_Task instructions:_ Copy the listing that follows exactly. Its pictures do not belong in the copy.

_Data for analysis:_
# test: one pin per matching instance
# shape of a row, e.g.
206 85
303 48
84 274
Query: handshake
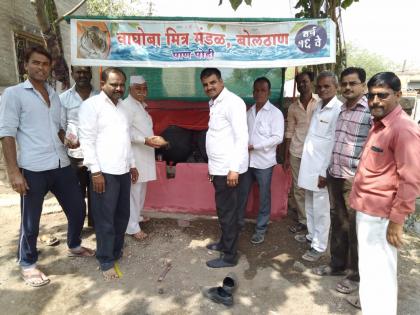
156 142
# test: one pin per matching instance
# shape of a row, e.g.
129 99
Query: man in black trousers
227 150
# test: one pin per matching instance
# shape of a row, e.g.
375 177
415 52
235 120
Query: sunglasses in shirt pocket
376 159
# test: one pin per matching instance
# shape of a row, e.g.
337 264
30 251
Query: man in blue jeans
30 116
265 129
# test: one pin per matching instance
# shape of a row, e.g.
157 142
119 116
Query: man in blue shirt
30 115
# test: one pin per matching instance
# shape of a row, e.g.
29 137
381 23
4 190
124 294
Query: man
298 120
316 156
385 187
71 101
227 150
352 127
265 130
104 136
143 143
30 113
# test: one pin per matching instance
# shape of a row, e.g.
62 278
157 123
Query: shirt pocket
263 129
217 122
323 129
377 160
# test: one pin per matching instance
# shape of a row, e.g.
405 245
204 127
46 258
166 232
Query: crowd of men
353 166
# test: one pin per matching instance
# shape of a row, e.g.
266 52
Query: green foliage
236 3
371 62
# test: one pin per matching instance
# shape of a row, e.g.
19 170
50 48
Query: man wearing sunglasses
385 187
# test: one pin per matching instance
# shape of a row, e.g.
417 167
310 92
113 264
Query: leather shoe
230 283
219 263
214 246
218 295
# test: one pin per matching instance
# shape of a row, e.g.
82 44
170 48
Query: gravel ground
272 277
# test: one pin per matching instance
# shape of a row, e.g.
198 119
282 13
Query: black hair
310 75
107 71
361 73
263 79
385 79
209 72
327 74
39 50
89 67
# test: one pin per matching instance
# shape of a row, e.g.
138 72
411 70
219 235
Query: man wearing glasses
385 187
316 154
352 127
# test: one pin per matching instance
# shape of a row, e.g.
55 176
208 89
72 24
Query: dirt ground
273 279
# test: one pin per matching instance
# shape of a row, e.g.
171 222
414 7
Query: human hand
98 181
134 173
70 144
155 141
394 234
232 179
18 182
286 163
322 182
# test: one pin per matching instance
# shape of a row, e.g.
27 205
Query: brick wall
19 16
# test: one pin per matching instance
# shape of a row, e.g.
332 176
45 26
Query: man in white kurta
316 157
141 133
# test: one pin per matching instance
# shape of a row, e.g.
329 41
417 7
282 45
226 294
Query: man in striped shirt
352 127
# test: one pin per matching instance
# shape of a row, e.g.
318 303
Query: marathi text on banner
165 43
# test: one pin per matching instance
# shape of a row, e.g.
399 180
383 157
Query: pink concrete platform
191 192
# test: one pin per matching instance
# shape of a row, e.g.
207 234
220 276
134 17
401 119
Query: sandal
354 301
326 270
49 240
297 228
347 286
139 236
144 219
82 252
34 278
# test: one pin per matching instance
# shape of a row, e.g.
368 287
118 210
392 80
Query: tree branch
69 12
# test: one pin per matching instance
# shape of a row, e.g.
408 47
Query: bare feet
144 219
110 274
82 252
49 240
139 236
34 277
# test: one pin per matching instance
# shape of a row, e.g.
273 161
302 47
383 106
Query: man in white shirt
71 101
227 151
265 130
104 136
316 156
143 143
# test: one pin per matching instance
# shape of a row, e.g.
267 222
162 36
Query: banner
201 43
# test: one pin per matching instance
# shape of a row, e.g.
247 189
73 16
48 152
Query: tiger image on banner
93 40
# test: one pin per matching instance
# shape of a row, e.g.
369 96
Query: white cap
137 79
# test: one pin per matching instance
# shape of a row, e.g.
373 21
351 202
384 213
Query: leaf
297 26
235 4
114 28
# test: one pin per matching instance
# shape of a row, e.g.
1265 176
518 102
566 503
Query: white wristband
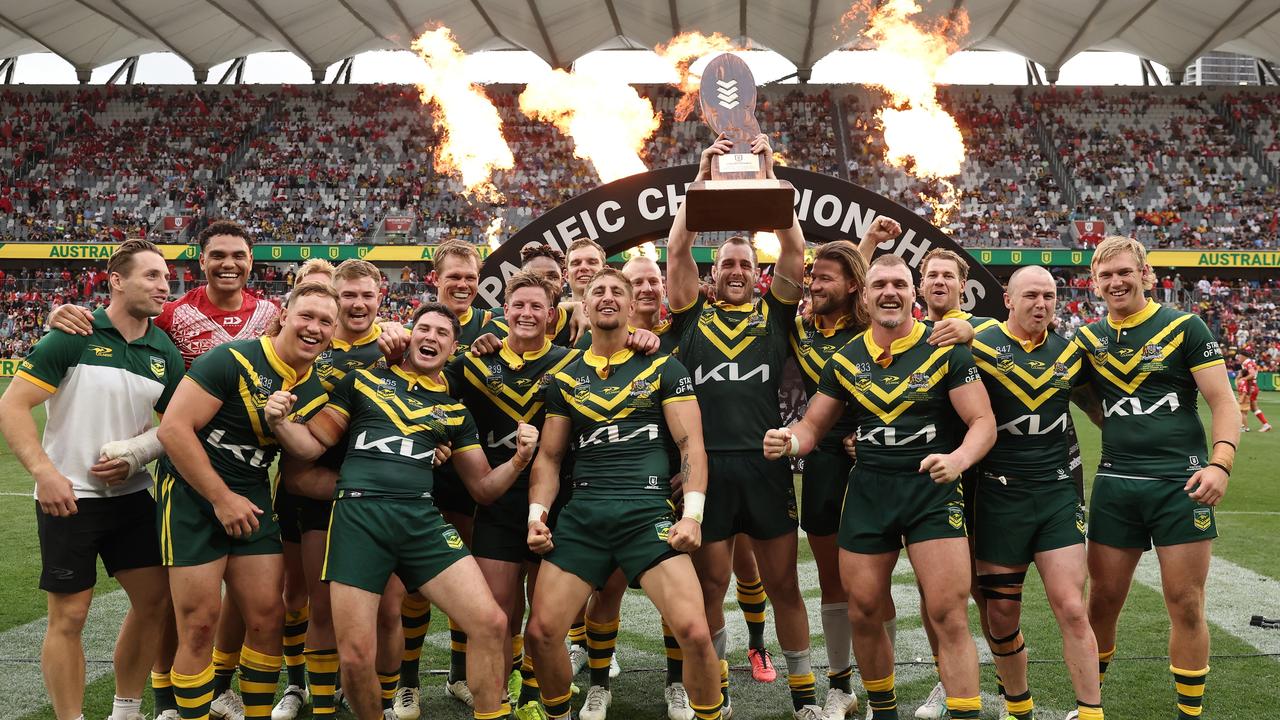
536 511
694 504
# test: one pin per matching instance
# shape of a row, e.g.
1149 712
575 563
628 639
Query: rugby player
502 391
1247 390
220 437
1027 507
384 522
1148 363
624 409
908 399
735 349
101 390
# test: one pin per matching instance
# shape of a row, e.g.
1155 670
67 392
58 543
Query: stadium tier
353 164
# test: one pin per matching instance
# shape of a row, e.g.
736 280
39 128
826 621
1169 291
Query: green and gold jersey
666 338
504 390
735 354
342 358
1142 368
812 347
1029 384
616 408
558 333
394 420
243 374
901 405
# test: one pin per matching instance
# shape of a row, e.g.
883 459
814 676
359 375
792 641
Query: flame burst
919 135
493 233
471 141
681 53
606 118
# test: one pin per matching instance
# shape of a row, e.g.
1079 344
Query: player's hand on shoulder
540 537
643 341
942 468
55 495
685 536
488 343
278 406
72 319
237 514
1207 486
777 441
951 331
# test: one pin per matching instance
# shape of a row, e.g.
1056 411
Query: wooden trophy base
755 204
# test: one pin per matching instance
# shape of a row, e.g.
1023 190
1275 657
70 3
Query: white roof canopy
90 33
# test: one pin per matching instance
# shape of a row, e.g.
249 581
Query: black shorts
119 529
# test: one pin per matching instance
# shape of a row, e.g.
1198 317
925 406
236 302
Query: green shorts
191 533
1016 519
882 509
1132 511
822 491
746 493
595 536
373 537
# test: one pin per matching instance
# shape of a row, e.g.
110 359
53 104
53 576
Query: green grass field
1244 579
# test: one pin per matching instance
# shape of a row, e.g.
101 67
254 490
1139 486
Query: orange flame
606 118
681 53
919 135
471 141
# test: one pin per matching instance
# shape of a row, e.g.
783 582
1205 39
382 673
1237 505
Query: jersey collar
419 379
374 333
1028 345
895 349
282 368
516 360
604 365
1137 318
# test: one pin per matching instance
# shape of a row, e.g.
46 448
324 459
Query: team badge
1202 518
663 528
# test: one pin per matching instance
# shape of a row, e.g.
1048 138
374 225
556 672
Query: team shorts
1019 518
1134 511
373 537
885 509
746 493
595 536
118 529
191 533
822 491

_Answer to this problem:_
# test: one pin per matching instance
# shape of a row, e.g.
206 85
303 48
84 274
Query: handshake
156 142
# test: one pin per matching instance
# shape of a row, e.g.
129 99
Query: man in black trousers
227 150
# test: one pin per matching instance
# shape of a row, e.g.
375 177
415 52
235 120
Query: sunglasses in shirt pocket
376 159
# test: one pin per matching instance
# shape of a row, e.g.
337 264
30 251
Query: man in blue jeans
30 116
265 129
# test: one pin per matching instance
# shape of a row, e.g.
157 142
119 116
Query: man in blue shirt
30 115
# test: one pin per matching instance
# shape of a row, e.g.
29 137
381 23
4 190
124 294
Query: man
298 120
316 156
385 187
71 101
227 150
352 127
265 130
104 136
143 143
30 113
# test: one pin per matching instance
# shape of a row, e.g.
62 278
157 123
Query: shirt pocket
263 129
217 122
323 129
377 160
# test: one pin per matching instance
# shape of a row, e.g.
405 245
204 127
46 258
166 232
Query: crowd of men
353 166
# test: one pin per matching instance
# shape of a row, e.g.
266 52
Query: green foliage
236 3
371 62
# test: one pin per matching instance
# shape of a row, e.g.
19 170
50 48
Query: man wearing sunglasses
385 187
# test: one pin per matching instance
# shape of a row, e.g.
417 167
310 92
113 264
Query: leather shoe
230 283
219 263
214 246
218 295
# test: one pin per matching instance
# shape of a row, e.g.
82 44
170 48
Query: gravel ground
272 277
# test: one pin per matching instance
# shape of a row, e.g.
198 119
282 13
Query: black hair
310 75
107 71
361 73
263 79
385 79
209 72
327 74
39 50
89 67
# test: one pin per matching instance
# shape of a row, e.g.
138 72
411 70
219 235
Query: man wearing glasses
385 187
316 154
352 127
# test: one pin per matching instance
# shape of a row, e.g.
55 176
208 89
72 24
Query: dirt ground
273 279
# test: one pin per matching instance
# shape of a row, e.g.
171 222
414 7
Query: human hand
98 181
134 173
70 144
155 141
394 234
232 179
18 182
286 163
322 182
# test: one pin per matching instance
# shape of a row, e.g.
27 205
Query: brick wall
19 16
# test: one pin per matching instance
# shape of a row, e.g.
332 176
45 26
Query: man in white kurta
316 157
141 133
# test: one pin per matching instance
# shape of a row, e.g.
329 41
417 7
282 45
226 294
Query: man in striped shirt
352 127
# test: one pin per matching instance
# shape of a row, e.g.
318 303
Query: marathi text on banner
165 43
# test: one pin per matching instance
# shape of a row, e.g.
399 180
383 157
Query: pink concrete platform
191 192
# test: one pin per matching instance
# shape of a row, e.g.
207 234
220 276
134 17
401 119
Query: sandal
354 301
326 270
49 240
297 228
347 286
139 236
144 219
82 252
34 278
# test: one pin per matching instance
# shape of a row, e.g.
368 287
118 210
392 80
Query: tree branch
69 12
# test: one pin per matching instance
# shape of a row, e.g.
408 47
Query: bare feet
144 219
110 274
82 252
49 240
139 236
34 277
# test: one pin per matching instance
# shape of a row, e.g.
273 161
302 47
383 106
Query: man in white shirt
71 101
227 151
265 130
104 136
316 156
143 143
# test: one pin per matching instance
# shape of a row, e.g.
267 222
162 36
Query: banner
201 43
# test: one pin per matching instance
# shape of a row, e.g.
247 189
73 16
48 152
Query: tiger image on banner
93 40
# test: one pin per matching instance
# shape of a row, e.g.
369 96
Query: white cap
137 79
# test: one pin per matching instance
# shape of a row, e.g.
373 21
351 202
384 213
Query: leaf
297 26
235 4
114 28
# test: one pin per matching instance
# shape of a row, e.g.
1265 176
518 102
566 503
Query: white wristband
536 511
694 504
# test: one pin per matching instance
# shape of a row, e.g.
1149 712
575 563
628 639
Query: rugby player
502 391
1247 390
220 437
1027 507
384 522
1148 363
624 409
908 399
735 349
101 390
# test: one pin per matching instance
# shape of a row, e.g.
1155 670
67 392
58 543
Query: stadium tier
353 164
# test: one pin per matching instance
# shape of a row, e.g.
736 280
39 128
826 621
1169 291
Query: green and gold jersey
666 338
504 390
735 354
342 358
1142 368
812 347
1029 384
616 408
558 333
394 420
243 374
901 405
# test: one pin per matching instance
# shape of a row, e.g.
883 459
814 676
359 375
792 641
Query: flame burst
919 135
493 233
471 141
681 53
606 118
# test: one pin per matching instance
# shape of a row, e.g.
1079 344
Query: player's hand on shoulder
540 537
643 341
942 468
55 495
685 536
488 343
278 406
72 319
237 514
1207 486
777 441
951 331
# test: one pin per matching instance
# shape of a row, e.g.
1056 411
Query: wooden trophy base
755 204
# test: one pin per matching instance
# shape of a row, e.g.
1023 190
1275 657
70 3
Query: white roof canopy
90 33
# test: one pin per matching instance
# shape of a row, e.g.
249 581
Query: black shorts
119 529
# test: one pin per matching instance
# shape of a row, e.g.
1198 317
925 406
236 302
Query: green shorts
191 533
1016 519
882 509
1132 511
822 491
746 493
595 536
373 537
# test: one pin per matching instance
# shape of a row, e.g.
110 359
53 104
53 576
Query: green grass field
1244 579
# test: one pin per matching instance
# shape of a row, e.g.
101 67
254 490
1139 486
Query: orange flame
606 118
681 53
919 135
471 141
# test: one pin per matching instance
# shape of a row, e.g.
783 582
1205 39
382 673
1237 505
Query: jersey collar
419 379
374 333
1028 345
895 349
282 368
516 360
604 365
1137 318
# test: one pin per matching instance
# shape of a row, e.g.
46 448
324 459
Query: team badge
1202 518
663 528
# test: one pin per matching instance
# shape of a row, e.g.
1048 138
374 225
556 672
Query: team shorts
1019 518
1134 511
373 537
885 509
746 493
595 536
118 529
191 533
822 491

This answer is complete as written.